PROBLEM STATEMENT: Report all lines of the records that contain "white".

[Referring expression data]
_____

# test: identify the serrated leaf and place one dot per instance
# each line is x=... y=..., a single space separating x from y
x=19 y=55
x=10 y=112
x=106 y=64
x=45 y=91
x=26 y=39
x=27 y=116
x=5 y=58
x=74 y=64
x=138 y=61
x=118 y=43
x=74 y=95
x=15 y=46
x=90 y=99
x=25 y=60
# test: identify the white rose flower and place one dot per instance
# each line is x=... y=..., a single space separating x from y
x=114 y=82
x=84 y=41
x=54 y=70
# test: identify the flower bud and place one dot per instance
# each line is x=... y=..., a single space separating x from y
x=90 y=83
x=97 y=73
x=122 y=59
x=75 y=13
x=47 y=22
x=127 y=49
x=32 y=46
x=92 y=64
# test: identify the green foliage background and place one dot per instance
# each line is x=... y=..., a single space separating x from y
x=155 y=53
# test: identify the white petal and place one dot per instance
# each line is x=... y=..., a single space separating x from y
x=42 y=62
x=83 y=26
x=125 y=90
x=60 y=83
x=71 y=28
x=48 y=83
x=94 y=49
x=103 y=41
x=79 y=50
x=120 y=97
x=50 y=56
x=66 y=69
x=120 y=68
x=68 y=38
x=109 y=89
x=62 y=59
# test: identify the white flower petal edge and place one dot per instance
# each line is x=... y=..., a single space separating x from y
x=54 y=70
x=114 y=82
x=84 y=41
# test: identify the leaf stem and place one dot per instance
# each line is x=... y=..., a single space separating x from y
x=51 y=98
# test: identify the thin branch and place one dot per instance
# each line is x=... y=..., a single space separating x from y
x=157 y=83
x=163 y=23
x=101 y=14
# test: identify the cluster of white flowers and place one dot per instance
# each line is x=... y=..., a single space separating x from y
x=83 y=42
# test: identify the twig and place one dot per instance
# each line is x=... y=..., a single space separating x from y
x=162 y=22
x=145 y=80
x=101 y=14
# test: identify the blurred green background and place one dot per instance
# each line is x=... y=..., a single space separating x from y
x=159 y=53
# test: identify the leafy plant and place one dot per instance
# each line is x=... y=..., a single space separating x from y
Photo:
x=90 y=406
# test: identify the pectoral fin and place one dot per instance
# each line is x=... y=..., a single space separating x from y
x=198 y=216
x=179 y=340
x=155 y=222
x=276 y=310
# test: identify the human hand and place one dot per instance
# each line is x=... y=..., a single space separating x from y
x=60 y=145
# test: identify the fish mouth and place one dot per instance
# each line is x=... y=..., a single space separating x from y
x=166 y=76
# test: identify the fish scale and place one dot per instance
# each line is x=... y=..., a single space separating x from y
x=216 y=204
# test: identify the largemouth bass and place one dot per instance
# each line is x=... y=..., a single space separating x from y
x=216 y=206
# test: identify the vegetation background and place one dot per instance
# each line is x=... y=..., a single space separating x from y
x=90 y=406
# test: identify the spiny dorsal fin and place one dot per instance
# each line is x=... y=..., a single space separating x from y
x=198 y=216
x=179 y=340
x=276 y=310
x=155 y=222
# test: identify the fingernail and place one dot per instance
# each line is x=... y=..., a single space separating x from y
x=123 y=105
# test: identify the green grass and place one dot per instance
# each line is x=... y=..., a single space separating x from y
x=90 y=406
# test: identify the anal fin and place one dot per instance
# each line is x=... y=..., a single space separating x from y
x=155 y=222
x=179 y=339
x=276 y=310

_____

RESPONSE TO THE EXERCISE:
# test: identify the white rose flower and place one dot per instance
# test: identify the white petal and place one dot per instance
# test: identify the white flower petal edge and place one dot per instance
# test: identify the cluster of white flowers and place one dot per instance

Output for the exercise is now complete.